● **Try it**: Pull out every line with the word "handrail" from the entries below.

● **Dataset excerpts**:
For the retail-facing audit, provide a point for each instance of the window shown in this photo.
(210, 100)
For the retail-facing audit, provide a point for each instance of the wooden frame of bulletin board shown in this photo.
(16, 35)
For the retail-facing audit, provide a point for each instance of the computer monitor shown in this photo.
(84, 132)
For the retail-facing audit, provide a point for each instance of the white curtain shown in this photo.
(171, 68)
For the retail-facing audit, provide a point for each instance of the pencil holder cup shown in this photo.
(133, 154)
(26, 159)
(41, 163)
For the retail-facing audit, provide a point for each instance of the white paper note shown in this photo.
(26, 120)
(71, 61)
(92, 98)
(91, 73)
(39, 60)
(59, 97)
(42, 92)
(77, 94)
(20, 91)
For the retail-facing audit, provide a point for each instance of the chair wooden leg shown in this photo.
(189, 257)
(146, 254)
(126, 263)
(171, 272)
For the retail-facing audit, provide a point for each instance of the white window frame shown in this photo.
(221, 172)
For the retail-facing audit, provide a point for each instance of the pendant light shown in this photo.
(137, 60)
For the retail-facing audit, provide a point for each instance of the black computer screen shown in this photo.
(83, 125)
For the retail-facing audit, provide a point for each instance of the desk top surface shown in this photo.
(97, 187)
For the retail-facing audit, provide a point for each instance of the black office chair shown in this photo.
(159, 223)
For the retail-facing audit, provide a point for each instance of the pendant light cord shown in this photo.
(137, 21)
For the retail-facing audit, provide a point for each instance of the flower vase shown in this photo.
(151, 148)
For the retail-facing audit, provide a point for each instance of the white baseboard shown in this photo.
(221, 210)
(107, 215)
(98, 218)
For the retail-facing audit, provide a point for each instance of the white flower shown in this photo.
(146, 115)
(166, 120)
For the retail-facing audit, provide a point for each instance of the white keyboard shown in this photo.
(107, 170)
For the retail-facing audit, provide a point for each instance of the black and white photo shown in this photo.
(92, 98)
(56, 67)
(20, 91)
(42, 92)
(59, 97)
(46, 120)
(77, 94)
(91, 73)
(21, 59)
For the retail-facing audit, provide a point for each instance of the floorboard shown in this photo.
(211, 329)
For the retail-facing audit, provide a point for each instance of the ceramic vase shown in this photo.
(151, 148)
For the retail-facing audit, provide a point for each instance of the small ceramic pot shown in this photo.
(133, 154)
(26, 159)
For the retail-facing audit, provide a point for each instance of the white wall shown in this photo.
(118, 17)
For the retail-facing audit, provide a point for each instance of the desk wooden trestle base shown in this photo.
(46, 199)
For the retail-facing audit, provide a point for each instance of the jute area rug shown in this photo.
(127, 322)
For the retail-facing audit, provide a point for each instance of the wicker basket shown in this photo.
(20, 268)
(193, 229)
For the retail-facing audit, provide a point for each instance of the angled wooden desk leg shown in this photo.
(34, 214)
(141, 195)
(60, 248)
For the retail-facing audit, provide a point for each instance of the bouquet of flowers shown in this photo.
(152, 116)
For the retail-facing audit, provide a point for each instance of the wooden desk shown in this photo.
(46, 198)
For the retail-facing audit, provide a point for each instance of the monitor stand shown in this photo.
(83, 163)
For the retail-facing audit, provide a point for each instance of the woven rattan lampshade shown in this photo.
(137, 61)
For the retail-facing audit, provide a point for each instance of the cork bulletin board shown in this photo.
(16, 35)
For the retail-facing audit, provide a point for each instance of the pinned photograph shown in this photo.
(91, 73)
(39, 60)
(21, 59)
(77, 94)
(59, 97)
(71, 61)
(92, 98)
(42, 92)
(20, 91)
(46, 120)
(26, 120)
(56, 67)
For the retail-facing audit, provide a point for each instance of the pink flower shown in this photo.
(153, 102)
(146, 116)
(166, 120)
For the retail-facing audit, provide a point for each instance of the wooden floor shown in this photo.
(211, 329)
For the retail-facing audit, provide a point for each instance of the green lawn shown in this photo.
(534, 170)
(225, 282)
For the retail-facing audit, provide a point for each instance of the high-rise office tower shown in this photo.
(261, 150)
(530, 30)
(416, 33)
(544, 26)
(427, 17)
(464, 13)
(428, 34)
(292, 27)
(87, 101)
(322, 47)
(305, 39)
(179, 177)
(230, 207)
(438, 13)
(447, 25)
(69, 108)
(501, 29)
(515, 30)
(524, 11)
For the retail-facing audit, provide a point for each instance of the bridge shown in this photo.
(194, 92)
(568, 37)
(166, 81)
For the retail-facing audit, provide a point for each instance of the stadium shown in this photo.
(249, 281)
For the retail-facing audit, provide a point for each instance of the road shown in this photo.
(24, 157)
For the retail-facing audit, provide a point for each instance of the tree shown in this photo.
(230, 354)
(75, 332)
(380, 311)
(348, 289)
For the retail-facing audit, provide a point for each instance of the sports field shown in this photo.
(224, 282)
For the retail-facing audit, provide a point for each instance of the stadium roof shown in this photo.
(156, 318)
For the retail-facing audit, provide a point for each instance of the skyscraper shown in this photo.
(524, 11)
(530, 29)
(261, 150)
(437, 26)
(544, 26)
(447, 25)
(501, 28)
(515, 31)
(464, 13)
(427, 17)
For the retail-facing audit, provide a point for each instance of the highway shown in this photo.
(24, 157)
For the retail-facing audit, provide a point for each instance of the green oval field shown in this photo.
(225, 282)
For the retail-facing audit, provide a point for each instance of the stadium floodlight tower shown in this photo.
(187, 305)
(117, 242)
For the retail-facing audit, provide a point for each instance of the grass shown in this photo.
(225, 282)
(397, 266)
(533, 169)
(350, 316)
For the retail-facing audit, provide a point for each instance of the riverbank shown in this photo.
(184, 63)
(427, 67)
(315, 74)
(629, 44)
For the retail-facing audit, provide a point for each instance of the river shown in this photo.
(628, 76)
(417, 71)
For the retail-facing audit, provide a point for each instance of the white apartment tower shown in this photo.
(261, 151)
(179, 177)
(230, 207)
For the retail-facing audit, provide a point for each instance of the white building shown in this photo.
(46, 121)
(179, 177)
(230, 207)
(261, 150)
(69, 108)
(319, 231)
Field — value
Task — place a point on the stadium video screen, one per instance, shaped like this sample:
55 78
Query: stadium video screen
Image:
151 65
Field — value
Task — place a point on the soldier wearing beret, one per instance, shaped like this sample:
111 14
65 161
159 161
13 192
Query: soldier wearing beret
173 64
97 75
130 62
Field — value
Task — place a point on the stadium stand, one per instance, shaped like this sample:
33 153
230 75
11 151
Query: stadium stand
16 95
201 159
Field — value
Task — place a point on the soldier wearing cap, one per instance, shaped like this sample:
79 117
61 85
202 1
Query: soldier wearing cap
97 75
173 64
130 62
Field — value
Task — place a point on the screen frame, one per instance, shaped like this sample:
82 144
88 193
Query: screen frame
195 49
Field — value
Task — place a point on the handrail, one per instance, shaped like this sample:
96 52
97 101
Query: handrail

● **Exercise output**:
Task — place a point on the handrail, one per instance, shaped like this sample:
Query: handrail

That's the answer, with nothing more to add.